La consideración social del arte ha experimentado notables cambios en la historia del mundo occidental
En la prehistoria, no existía el concepto de arte como manifestación estética. Las pinturas rupestres se confundían con las creencias mágicas o religiosas. Desconocemos su significado, pero todo apunta que se relacionaban con el mito. Sus autores no eran artistas, sino chamanes, que atribuían poder a las imágenes. En Grecia y Roma, el arte cumplía una función política y religiosa. La poesía desempeñaba un papel fundacional en la historia de los pueblos. Los griegos adquirían sus conocimientos en los poemas homéricos. La Ilíada y la Odisea reflejaban los valores de su cultura, donde prevalecía una noción de virtud basada en la fama, el éxito y el linaje. Platón atribuyó al arte una función moral, didáctica, justificando la prohibición de las obras que perturbaran el orden social. Aristóteles destacó sus cualidades terapéuticas. La tragedia permitía liberar emociones, preservando el equilibrio psíquico.

Entradas de datos almacenados:

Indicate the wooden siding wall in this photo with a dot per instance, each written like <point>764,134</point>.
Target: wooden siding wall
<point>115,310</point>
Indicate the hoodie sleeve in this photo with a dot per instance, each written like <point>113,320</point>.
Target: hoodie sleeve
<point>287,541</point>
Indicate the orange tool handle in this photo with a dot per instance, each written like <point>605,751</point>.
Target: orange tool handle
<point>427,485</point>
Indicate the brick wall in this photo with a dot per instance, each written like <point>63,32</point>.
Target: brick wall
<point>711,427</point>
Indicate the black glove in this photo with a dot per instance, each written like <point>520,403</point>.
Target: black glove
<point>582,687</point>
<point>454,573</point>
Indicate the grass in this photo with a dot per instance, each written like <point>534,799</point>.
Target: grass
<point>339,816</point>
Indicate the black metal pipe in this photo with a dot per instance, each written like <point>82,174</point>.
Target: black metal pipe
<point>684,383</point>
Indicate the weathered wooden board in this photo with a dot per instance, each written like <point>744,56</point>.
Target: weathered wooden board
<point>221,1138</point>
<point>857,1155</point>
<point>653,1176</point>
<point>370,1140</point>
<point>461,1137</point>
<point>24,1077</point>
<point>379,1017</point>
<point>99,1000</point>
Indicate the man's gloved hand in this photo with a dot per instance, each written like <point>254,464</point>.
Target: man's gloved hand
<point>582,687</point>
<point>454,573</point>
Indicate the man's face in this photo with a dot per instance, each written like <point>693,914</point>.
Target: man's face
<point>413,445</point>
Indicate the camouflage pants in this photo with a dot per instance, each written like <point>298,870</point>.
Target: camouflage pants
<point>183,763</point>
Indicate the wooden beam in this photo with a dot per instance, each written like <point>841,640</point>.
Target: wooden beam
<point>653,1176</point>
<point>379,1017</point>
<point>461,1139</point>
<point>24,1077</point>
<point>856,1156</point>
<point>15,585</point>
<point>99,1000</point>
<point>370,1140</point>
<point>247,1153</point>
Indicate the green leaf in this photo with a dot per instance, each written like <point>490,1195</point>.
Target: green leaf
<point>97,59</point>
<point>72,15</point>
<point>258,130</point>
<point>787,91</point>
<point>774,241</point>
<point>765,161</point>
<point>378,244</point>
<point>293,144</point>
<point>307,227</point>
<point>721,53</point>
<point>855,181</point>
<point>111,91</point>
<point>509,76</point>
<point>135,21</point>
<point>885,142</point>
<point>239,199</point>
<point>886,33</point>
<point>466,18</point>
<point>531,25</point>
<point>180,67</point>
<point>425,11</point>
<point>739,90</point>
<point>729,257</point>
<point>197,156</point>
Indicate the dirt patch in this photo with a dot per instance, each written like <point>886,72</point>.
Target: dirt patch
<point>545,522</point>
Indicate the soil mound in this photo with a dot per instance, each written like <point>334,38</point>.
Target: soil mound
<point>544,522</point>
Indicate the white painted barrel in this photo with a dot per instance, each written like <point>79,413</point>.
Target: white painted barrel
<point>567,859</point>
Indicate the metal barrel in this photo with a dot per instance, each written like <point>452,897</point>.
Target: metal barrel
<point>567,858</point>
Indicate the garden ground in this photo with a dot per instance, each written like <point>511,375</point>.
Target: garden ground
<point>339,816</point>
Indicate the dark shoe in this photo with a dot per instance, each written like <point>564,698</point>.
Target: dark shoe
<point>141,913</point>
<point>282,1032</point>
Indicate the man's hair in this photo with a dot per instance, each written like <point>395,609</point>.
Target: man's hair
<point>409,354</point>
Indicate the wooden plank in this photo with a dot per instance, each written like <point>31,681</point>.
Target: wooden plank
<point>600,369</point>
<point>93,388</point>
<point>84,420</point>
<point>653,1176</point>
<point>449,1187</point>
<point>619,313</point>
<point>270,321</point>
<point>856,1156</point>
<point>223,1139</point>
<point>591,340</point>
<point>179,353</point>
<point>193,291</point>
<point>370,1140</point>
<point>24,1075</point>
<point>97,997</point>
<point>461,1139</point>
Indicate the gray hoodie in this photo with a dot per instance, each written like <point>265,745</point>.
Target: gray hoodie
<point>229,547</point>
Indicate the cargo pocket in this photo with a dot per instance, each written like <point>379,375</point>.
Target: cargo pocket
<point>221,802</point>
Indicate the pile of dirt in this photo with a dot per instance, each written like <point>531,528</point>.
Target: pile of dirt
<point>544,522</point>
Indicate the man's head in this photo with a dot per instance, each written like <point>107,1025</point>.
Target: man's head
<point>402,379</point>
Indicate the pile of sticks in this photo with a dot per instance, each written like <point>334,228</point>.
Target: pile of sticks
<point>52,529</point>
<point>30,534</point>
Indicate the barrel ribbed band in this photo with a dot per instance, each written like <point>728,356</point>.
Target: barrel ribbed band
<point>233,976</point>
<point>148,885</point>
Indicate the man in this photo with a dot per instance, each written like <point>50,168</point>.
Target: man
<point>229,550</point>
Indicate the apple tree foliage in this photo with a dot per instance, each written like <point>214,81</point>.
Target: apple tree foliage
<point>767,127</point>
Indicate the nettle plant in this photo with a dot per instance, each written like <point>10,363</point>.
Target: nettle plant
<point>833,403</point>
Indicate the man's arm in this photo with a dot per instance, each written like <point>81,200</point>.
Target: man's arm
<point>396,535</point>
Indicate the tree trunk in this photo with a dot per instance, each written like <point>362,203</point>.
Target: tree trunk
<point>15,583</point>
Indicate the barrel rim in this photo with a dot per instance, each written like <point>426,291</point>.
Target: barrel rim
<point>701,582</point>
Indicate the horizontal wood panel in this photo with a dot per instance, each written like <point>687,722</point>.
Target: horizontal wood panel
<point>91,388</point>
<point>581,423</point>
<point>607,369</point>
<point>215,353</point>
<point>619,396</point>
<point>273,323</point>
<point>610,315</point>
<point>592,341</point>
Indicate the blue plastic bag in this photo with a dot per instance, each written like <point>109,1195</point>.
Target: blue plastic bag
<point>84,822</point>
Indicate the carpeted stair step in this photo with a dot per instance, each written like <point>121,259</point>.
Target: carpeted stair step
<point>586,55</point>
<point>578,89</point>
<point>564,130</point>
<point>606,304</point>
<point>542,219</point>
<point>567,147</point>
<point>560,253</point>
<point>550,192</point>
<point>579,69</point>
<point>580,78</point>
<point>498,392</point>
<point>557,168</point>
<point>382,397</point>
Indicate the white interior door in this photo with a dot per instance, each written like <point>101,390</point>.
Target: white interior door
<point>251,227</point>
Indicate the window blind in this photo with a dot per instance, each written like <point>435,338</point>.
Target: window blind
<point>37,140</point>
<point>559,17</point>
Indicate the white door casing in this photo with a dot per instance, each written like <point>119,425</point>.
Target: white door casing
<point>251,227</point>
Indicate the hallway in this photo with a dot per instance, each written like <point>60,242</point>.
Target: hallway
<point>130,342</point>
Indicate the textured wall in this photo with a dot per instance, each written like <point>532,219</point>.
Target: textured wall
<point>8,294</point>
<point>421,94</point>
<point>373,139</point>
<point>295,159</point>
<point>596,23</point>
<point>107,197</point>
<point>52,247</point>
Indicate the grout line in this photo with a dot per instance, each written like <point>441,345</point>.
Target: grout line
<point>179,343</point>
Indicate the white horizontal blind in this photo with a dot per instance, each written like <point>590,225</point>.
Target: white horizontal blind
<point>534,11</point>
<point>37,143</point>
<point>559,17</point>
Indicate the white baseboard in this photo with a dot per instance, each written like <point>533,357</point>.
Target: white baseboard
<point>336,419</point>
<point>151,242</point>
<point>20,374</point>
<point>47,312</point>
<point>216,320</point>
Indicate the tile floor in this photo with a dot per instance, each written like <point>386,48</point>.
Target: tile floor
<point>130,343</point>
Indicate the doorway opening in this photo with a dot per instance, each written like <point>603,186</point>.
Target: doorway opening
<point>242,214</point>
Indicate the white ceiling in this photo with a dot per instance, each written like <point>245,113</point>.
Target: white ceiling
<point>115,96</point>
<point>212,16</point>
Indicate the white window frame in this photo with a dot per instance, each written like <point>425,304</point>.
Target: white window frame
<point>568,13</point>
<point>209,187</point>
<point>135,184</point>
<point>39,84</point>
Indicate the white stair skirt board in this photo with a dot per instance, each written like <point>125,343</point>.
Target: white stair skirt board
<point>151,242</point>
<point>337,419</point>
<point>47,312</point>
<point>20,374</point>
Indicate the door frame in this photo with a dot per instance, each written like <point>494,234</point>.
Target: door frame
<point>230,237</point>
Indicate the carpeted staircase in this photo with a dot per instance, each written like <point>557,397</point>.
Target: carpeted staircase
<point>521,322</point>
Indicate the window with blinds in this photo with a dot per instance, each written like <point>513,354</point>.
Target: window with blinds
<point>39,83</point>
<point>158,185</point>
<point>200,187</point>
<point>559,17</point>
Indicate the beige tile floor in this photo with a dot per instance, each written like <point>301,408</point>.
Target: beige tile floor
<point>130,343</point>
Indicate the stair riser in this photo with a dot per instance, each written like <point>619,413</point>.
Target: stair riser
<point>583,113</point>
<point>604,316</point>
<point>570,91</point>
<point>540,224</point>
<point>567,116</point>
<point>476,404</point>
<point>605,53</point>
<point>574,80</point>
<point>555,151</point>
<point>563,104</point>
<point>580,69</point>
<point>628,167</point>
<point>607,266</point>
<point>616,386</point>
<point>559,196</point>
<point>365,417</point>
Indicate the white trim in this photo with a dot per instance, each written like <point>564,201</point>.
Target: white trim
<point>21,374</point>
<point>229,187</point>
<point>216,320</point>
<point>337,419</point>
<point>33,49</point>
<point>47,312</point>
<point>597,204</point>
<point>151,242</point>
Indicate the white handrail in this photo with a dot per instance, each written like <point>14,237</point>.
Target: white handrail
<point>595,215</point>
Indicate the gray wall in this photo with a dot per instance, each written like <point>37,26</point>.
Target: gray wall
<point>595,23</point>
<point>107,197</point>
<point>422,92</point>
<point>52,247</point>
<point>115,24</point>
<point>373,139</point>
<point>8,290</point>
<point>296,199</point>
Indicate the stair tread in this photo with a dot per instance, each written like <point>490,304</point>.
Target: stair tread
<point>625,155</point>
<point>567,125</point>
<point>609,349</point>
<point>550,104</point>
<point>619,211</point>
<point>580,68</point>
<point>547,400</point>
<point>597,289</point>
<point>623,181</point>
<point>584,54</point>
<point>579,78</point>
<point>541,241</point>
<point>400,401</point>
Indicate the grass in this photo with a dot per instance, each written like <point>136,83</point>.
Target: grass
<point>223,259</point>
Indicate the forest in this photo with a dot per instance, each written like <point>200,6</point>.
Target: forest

El problema:
Para cada afirmación, indica si concuerda con el fragmento sobre la consideración social del arte, con un sí o un no y la cita literal del fragmento que lo decide.
1. Los autores de las pinturas rupestres eran artistas.
2. En Grecia y Roma, el arte cumplía una función política y religiosa.
3. Platón atribuyó al arte una función moral.
Los registros son material independiente del fragmento.

Tu respuesta:
1. No: «Sus autores no eran artistas, sino chamanes, que atribuían poder a las imágenes.»
2. Sí: «En Grecia y Roma, el arte cumplía una función política y religiosa.»
3. Sí: «Platón atribuyó al arte una función moral, didáctica, justificando la prohibición de las obras que perturbaran el orden social.»